▶ _DESCRIPTION OF THE TASK_
Lines before the one containing "Target: black trousers" are left out; copy that line and every later line through the end of the data exactly.

=== RECORDS TO PROCESS ===

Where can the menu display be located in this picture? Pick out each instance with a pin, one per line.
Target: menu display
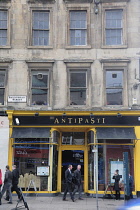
(42, 170)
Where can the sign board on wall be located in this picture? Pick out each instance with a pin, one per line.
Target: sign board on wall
(17, 99)
(4, 122)
(42, 170)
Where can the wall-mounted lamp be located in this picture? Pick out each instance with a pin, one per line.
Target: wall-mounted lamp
(91, 115)
(17, 121)
(119, 115)
(36, 114)
(96, 8)
(64, 115)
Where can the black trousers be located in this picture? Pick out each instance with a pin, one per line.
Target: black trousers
(16, 189)
(68, 189)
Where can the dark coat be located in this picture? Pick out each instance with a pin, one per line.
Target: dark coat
(15, 174)
(68, 176)
(77, 176)
(8, 177)
(116, 183)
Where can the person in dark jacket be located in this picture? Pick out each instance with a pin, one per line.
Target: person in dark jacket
(78, 182)
(68, 179)
(15, 178)
(7, 184)
(131, 186)
(116, 184)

===

▶ _ANSWER FOR THE TASK_
Target: black trousers
(16, 189)
(68, 189)
Where can the dark coat be located in this picture? Pick out each instance with a pin, one per line.
Target: dark coat
(15, 174)
(68, 176)
(77, 176)
(8, 177)
(116, 183)
Where can the person in dark jacket be located in this picture? Pick out each instance with a pin, one per line.
Target: person in dark jacket
(78, 182)
(68, 179)
(15, 178)
(7, 184)
(131, 186)
(116, 184)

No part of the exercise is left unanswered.